*** Given data

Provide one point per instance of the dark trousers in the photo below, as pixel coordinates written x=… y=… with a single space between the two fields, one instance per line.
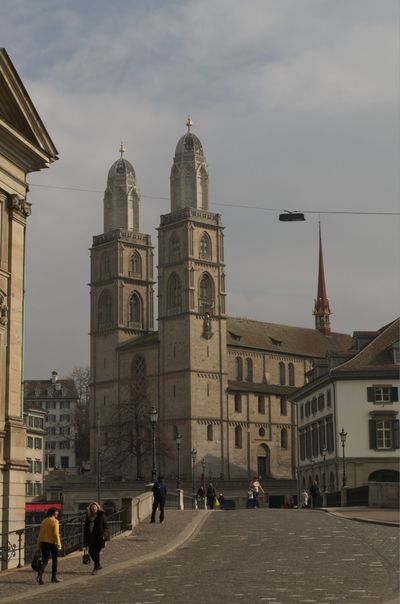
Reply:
x=49 y=549
x=156 y=504
x=94 y=553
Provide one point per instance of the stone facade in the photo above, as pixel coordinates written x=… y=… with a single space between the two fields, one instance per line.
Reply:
x=221 y=382
x=25 y=146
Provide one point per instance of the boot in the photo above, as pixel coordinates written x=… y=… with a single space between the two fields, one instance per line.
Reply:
x=55 y=579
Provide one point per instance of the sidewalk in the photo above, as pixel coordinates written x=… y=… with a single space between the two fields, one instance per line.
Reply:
x=386 y=516
x=146 y=542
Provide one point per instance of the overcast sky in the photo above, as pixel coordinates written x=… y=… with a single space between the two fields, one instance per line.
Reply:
x=296 y=103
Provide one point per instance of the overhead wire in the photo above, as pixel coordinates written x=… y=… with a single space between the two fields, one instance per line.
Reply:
x=231 y=205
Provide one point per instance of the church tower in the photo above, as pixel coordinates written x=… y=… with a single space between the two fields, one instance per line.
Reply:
x=192 y=316
x=322 y=311
x=121 y=292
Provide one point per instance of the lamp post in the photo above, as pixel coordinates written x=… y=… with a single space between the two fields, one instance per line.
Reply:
x=323 y=451
x=343 y=436
x=203 y=465
x=178 y=441
x=153 y=421
x=193 y=454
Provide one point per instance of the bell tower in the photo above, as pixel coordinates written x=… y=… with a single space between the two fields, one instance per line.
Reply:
x=192 y=315
x=121 y=293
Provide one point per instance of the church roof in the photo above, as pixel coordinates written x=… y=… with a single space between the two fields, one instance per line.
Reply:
x=284 y=339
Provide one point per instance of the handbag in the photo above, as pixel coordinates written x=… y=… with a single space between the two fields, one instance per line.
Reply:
x=37 y=562
x=85 y=557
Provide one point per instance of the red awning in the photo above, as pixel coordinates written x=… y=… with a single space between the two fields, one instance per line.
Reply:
x=41 y=507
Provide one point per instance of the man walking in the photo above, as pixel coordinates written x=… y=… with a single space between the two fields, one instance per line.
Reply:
x=159 y=498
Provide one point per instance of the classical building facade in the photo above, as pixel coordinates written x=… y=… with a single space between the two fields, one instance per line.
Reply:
x=354 y=392
x=219 y=381
x=25 y=147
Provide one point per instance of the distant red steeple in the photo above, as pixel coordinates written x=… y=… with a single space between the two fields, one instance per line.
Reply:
x=322 y=310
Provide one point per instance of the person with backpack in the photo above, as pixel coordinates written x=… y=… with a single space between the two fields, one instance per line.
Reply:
x=159 y=498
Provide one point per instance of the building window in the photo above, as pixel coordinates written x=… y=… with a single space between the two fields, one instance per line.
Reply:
x=135 y=310
x=382 y=394
x=205 y=246
x=238 y=403
x=384 y=433
x=205 y=293
x=291 y=374
x=282 y=373
x=174 y=293
x=238 y=437
x=135 y=264
x=174 y=248
x=239 y=369
x=249 y=370
x=105 y=309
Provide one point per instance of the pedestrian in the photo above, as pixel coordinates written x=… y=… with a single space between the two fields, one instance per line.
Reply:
x=211 y=496
x=201 y=496
x=95 y=533
x=255 y=484
x=159 y=498
x=304 y=499
x=49 y=543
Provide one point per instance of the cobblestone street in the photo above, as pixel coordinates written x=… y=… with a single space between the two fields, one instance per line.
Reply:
x=276 y=556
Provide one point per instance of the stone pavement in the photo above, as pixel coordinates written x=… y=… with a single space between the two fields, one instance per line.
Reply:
x=274 y=556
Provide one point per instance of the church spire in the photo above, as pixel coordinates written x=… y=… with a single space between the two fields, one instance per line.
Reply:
x=322 y=310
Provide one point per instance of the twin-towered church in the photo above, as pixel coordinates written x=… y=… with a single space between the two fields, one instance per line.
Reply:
x=221 y=382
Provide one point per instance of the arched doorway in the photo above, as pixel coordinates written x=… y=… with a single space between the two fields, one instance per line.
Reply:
x=384 y=476
x=263 y=461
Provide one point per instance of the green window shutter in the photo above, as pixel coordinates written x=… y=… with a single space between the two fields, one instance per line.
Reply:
x=371 y=394
x=396 y=439
x=372 y=434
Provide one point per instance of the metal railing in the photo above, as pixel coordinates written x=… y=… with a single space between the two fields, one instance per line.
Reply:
x=21 y=545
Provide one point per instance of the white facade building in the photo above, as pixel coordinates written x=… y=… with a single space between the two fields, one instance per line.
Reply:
x=356 y=393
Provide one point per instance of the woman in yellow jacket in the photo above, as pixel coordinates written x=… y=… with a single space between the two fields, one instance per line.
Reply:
x=49 y=542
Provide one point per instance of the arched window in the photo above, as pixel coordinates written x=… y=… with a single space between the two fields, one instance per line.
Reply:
x=205 y=293
x=139 y=369
x=174 y=293
x=238 y=437
x=239 y=369
x=282 y=373
x=291 y=374
x=174 y=248
x=205 y=246
x=135 y=264
x=105 y=263
x=105 y=309
x=238 y=403
x=249 y=370
x=135 y=309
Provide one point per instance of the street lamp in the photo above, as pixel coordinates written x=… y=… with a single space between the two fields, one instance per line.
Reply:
x=343 y=436
x=153 y=421
x=324 y=451
x=193 y=454
x=178 y=441
x=203 y=465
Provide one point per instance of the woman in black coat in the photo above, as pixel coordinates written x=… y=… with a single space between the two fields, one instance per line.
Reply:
x=95 y=533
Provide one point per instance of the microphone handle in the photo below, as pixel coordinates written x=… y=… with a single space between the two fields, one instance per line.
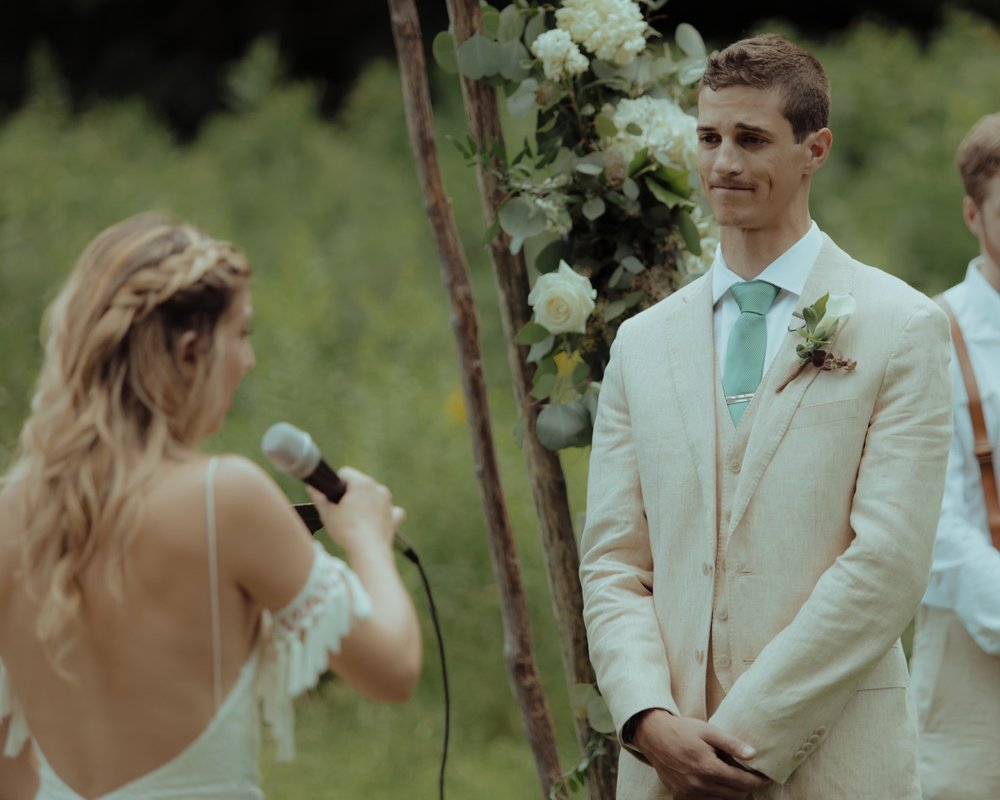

******

Rewrite every line of the rows above as a JSON list of strings, one string per line, with blank lines dropped and the pictures left out.

[
  "Provide one point per instance of the dark trousers in the photo below, as pixel coordinates written x=… y=… with a single space between the two fields, one instance per line.",
  "Reply:",
  "x=49 y=549",
  "x=156 y=504",
  "x=94 y=553",
  "Provide one point per instance of the stone facade in the photo above, as pixel coordinates written x=… y=… with a single space between the two fields, one instance per line.",
  "Reply:",
  "x=221 y=382",
  "x=25 y=146",
  "Provide one point per instance of the boot in the photo above, as pixel coordinates written x=… y=… with a single space between the two fields, one instance per line.",
  "Reply:",
  "x=55 y=579",
  "Provide one point per instance of the sidewalk in the photo above, as pixel coordinates written x=… y=… with a single space between the two fields, one instance per line.",
  "Reply:",
  "x=386 y=516",
  "x=146 y=542",
  "Provide one point per instance of the overcast sky in the photo above, as pixel coordinates written x=… y=… with a single space between the two fields, one instance per line.",
  "Reply:",
  "x=296 y=103",
  "Provide one point per instance of the overhead wire in the photo above, as pixel coordinates written x=… y=… with a single space between the two fields, one instance per line.",
  "Reply:",
  "x=231 y=205",
  "Provide one point per instance of the church tower in the photo above, as pixel coordinates written x=… y=… with a single space between the two fields, one instance per line.",
  "Reply:",
  "x=192 y=316",
  "x=322 y=311",
  "x=121 y=292",
  "Provide one point per instance of the lamp post in the photo above, as pixel coordinates written x=… y=… with a single space between the two fields, one instance per line.",
  "Reply:",
  "x=323 y=451",
  "x=343 y=436",
  "x=203 y=465",
  "x=178 y=441",
  "x=153 y=421",
  "x=193 y=454",
  "Provide one point per instance of the bell tower in the photo above, as pixel coordinates written x=… y=… with a single space between the two fields, one instance per line.",
  "Reply:",
  "x=192 y=315",
  "x=121 y=293",
  "Provide one point per instance of the church roof in the photo above, as pixel coordinates written x=… y=… with a single space between the two fields, one instance per line.",
  "Reply:",
  "x=284 y=339",
  "Provide one point per instance of the handbag in the photo above, as pixel coordinates written x=… y=… with a single space between the two fields, one instance per line.",
  "Reply:",
  "x=37 y=562",
  "x=85 y=557",
  "Provide one point per instance of the red awning in the photo above, as pixel coordinates written x=… y=… with a single space between the two fields, one instance per line.",
  "Reply:",
  "x=41 y=507",
  "Provide one point per instance of the man walking in the photo above, as pixel coordinates written x=… y=… with a single space between the two fields, one instance per line.",
  "Reply:",
  "x=159 y=498",
  "Provide one point per instance of the classical building facade in the photo above, as pixel coordinates written x=… y=… with a single space between the two fields, one instance per line.",
  "Reply:",
  "x=354 y=392",
  "x=219 y=381",
  "x=25 y=147",
  "Provide one point per instance of the distant red steeple in the photo above, as pixel coordinates written x=… y=… with a single space between the two fields, one instance per line.",
  "Reply:",
  "x=322 y=310",
  "Provide one point per instance of the person with backpack in the photo above, as pixel coordinates written x=… y=… with a single space between the two fields, one instance per line.",
  "Reply:",
  "x=159 y=498",
  "Provide one point per instance of the building window in the photo above, as pixel coordinates written x=… y=… with a single space between the two fields, one instance per line.",
  "Reply:",
  "x=135 y=310",
  "x=382 y=394",
  "x=205 y=246",
  "x=238 y=403",
  "x=384 y=433",
  "x=205 y=293",
  "x=291 y=374",
  "x=282 y=373",
  "x=174 y=293",
  "x=238 y=437",
  "x=135 y=264",
  "x=174 y=248",
  "x=239 y=369",
  "x=249 y=370",
  "x=105 y=309",
  "Provide one point per instance of the pedestrian in the photo above, as pixel coordinates written x=… y=… with a single space between the two fields, one instance per line.",
  "Reply:",
  "x=211 y=496",
  "x=201 y=496",
  "x=95 y=533",
  "x=255 y=484",
  "x=159 y=498",
  "x=304 y=499",
  "x=49 y=543",
  "Provide one point per instance of the cobblestone street in the photo above, as pixel coordinates written x=… y=… with a single space between the two fields, one instance per line.",
  "Reply:",
  "x=276 y=556",
  "Provide one point per instance of the stone pavement in the photo above, as pixel coordinates written x=… y=… with a single space between the two fields, one instance per line.",
  "Reply:",
  "x=274 y=556",
  "Provide one point per instance of the church spire in the photo above, as pixel coordinates written x=… y=… with a single space between the two fields, one instance per line.",
  "Reply:",
  "x=322 y=310",
  "Provide one point per instance of the twin-towered church in the photo above, as pixel coordinates written x=… y=… with a single space between the two fields, one instance per line.",
  "Reply:",
  "x=221 y=382",
  "Provide one point per instance of the arched doorway in the photo above, as pixel coordinates written x=… y=… with a single space between the two fields, one instance per line.",
  "Reply:",
  "x=384 y=476",
  "x=263 y=461",
  "Provide one point per instance of the green window shutter in the photo above, as pixel coordinates written x=… y=… with a single space between the two fields, one instance per line.",
  "Reply:",
  "x=371 y=394",
  "x=396 y=439",
  "x=372 y=434",
  "Provide one point per instance of the metal railing in the photo above, as pixel coordinates written x=… y=… with a single space between the two fields, one instance per line.",
  "Reply:",
  "x=21 y=545",
  "Provide one point per instance of the white facade building in the photo above, as pixel coordinates written x=… y=… with a single space between the two fields, one instance per line.",
  "Reply:",
  "x=356 y=393",
  "Provide one point per instance of the woman in yellow jacket in the photo above, as pixel coordinates written x=… y=… with a single space between the two fields, one instance per line.",
  "Reply:",
  "x=49 y=542",
  "Provide one point per instance of the arched window in the photo above, as pixel coordinates written x=… y=… with a single space between the two fields, one instance per line.",
  "Reply:",
  "x=205 y=293",
  "x=139 y=369",
  "x=174 y=293",
  "x=238 y=437",
  "x=239 y=369",
  "x=282 y=373",
  "x=291 y=374",
  "x=174 y=248",
  "x=205 y=246",
  "x=135 y=264",
  "x=105 y=263",
  "x=105 y=309",
  "x=238 y=403",
  "x=249 y=370",
  "x=135 y=309",
  "Provide one point per instance of the street lamp in the photo above, as pixel coordinates written x=… y=… with a single space between the two fields, one instance per line.",
  "Reply:",
  "x=343 y=436",
  "x=153 y=421",
  "x=324 y=451",
  "x=193 y=454",
  "x=178 y=441",
  "x=203 y=465",
  "Provide one point per instance of the woman in black coat in the photo above, as pixel coordinates written x=… y=… with a single space between the two fields, one instance per line.",
  "Reply:",
  "x=95 y=533",
  "Provide one point per instance of the microphone handle in the photo below, as pixel coordinates written x=… y=… with a single space between the two fields, one instance per line."
]